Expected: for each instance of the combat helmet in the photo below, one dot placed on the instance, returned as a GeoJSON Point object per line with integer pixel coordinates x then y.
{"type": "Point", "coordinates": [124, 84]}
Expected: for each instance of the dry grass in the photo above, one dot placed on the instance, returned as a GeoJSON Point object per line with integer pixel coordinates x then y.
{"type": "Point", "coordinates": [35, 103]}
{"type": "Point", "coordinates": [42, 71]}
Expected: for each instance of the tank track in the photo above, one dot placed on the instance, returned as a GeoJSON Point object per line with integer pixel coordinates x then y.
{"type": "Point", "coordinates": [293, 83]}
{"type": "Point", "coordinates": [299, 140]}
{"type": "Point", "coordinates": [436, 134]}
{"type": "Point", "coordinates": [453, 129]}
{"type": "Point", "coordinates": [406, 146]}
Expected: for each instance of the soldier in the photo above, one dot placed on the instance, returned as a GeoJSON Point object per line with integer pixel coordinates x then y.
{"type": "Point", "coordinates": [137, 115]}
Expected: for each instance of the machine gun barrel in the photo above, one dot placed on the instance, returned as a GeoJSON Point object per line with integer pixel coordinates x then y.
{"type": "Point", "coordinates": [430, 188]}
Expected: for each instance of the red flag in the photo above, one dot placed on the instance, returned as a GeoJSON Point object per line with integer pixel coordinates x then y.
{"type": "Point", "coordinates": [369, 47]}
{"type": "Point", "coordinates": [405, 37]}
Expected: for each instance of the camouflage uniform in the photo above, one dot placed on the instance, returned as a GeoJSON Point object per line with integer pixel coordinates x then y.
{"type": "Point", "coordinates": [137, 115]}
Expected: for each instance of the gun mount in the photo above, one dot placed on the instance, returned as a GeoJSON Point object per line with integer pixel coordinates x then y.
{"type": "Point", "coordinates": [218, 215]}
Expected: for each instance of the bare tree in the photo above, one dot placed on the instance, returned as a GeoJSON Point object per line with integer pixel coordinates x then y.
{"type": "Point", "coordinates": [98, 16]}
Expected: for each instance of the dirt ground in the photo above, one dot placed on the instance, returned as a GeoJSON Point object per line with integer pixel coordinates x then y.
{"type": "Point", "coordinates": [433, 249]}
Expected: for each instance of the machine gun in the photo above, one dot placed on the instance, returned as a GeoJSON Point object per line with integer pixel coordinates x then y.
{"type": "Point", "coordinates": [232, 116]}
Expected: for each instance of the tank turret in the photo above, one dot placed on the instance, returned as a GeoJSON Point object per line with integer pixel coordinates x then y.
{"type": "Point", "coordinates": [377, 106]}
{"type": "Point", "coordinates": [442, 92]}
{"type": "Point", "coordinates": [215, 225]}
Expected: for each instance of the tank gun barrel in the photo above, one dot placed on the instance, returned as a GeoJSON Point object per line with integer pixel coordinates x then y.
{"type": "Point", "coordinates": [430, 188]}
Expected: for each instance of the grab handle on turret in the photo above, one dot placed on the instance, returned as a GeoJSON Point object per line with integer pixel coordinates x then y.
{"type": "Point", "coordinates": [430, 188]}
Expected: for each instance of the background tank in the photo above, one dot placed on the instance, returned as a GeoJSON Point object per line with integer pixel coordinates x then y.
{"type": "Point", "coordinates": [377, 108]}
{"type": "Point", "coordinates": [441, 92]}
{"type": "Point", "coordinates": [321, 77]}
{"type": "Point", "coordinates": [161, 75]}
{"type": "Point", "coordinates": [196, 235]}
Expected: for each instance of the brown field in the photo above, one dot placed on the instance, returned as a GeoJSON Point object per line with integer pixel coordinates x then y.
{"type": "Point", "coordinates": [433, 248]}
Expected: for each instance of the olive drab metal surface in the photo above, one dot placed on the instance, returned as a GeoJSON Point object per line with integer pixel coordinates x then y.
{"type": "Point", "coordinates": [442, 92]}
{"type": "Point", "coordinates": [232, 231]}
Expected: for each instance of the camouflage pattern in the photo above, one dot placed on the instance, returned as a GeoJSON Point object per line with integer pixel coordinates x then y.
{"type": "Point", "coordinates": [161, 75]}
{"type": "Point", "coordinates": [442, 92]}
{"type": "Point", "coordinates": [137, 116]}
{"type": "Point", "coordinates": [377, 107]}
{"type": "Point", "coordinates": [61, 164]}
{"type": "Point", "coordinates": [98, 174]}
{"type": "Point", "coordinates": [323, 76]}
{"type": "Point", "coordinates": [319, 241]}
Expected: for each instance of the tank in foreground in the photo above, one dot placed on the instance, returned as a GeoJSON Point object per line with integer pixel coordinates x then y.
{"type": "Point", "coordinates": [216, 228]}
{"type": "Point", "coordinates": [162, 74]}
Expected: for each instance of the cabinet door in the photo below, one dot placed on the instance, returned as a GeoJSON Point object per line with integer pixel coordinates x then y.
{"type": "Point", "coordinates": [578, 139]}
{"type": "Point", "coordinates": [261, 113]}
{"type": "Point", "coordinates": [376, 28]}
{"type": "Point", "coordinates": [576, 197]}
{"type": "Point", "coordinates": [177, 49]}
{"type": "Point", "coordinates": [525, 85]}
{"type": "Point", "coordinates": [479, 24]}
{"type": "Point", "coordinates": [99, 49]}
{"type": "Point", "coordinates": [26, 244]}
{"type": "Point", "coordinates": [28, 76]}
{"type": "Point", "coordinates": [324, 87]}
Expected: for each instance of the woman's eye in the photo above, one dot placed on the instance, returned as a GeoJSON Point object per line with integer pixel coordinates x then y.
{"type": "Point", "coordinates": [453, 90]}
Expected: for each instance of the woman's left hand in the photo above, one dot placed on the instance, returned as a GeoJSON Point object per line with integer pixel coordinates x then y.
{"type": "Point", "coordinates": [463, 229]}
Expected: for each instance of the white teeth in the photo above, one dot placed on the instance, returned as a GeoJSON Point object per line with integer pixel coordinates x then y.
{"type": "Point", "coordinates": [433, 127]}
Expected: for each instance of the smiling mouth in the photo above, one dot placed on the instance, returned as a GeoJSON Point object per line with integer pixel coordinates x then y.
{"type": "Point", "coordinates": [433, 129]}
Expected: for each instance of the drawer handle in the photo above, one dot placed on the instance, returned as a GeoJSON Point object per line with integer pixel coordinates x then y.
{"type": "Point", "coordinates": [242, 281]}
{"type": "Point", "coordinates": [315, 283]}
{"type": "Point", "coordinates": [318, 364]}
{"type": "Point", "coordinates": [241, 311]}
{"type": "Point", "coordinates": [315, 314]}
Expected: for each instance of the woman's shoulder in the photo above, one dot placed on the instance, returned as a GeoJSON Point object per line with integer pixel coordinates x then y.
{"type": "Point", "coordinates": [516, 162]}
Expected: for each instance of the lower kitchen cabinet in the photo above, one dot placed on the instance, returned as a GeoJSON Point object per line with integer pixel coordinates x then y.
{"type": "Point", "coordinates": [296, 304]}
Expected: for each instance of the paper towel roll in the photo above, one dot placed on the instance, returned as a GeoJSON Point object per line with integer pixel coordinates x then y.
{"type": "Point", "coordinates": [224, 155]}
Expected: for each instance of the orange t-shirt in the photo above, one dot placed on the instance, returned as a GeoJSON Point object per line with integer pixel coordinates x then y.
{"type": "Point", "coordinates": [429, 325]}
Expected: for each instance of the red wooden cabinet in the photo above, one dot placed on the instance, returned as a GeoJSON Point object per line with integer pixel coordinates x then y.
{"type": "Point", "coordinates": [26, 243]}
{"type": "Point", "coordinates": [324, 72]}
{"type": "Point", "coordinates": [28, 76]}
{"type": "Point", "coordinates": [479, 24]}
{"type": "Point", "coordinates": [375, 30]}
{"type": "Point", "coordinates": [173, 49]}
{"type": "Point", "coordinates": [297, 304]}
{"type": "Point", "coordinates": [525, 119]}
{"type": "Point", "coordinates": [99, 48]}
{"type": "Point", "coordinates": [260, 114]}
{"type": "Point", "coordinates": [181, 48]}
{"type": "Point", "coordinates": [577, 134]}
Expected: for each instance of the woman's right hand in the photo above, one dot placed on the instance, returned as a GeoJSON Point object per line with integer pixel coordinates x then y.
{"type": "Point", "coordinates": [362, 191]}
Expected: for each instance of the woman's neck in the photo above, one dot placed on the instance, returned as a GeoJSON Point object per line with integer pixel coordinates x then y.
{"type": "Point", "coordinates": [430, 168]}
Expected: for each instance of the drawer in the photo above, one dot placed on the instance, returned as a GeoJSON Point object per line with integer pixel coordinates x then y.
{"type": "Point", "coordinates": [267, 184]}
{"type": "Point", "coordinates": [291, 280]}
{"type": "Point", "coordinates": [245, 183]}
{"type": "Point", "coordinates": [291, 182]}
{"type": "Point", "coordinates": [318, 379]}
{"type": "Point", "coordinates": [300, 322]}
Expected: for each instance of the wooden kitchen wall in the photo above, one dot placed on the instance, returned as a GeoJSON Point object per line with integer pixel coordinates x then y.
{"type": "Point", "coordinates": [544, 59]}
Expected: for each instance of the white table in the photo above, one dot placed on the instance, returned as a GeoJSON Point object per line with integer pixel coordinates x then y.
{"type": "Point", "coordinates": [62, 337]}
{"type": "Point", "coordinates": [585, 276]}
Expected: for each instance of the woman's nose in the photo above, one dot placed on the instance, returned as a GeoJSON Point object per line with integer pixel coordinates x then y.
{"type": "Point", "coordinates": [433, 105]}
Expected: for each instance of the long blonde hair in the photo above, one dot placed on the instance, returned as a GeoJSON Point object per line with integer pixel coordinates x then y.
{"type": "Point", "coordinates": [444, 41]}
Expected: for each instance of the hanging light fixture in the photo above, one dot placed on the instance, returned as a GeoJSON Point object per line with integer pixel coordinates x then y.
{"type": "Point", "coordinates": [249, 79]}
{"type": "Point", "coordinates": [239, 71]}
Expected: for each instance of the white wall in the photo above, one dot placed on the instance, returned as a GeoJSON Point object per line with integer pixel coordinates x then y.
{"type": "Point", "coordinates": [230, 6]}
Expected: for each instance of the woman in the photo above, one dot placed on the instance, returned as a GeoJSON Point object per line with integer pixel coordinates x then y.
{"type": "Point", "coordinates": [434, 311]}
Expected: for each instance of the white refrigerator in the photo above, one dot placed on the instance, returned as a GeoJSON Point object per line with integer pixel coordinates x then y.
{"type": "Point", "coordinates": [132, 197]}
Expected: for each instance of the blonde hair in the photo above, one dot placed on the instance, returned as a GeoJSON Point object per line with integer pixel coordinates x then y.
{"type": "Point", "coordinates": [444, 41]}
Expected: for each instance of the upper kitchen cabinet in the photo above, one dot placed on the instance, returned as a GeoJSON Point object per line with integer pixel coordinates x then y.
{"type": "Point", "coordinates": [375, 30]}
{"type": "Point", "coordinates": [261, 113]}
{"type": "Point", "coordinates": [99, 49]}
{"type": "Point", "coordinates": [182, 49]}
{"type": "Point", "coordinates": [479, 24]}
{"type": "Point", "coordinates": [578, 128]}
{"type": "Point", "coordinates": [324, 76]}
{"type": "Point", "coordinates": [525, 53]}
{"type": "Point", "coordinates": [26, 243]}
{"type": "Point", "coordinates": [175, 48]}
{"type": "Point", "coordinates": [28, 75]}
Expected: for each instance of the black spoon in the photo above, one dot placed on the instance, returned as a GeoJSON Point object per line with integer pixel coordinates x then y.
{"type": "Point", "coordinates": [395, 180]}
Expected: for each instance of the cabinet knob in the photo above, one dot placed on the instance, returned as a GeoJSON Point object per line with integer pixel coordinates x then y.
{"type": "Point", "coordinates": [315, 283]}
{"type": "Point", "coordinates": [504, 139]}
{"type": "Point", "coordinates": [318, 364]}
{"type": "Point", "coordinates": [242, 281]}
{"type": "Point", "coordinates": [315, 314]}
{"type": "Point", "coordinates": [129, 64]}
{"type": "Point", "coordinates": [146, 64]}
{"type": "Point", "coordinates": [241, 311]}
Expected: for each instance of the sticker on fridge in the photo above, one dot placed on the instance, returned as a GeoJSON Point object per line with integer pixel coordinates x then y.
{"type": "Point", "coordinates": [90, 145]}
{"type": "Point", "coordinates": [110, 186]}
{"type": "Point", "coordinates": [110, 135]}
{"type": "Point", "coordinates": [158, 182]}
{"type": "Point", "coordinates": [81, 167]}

________________________________________

Your task is to output exactly the lines running from the one with "Expected: for each instance of the sticker" through the final line of the material above, with both ends included.

Worked solution.
Expected: for each instance of the sticker on fridge in the photo above, one dot placed on the instance, returned as a GeoJSON Point object per line with integer pixel coordinates x then y.
{"type": "Point", "coordinates": [90, 145]}
{"type": "Point", "coordinates": [110, 186]}
{"type": "Point", "coordinates": [110, 135]}
{"type": "Point", "coordinates": [158, 182]}
{"type": "Point", "coordinates": [81, 167]}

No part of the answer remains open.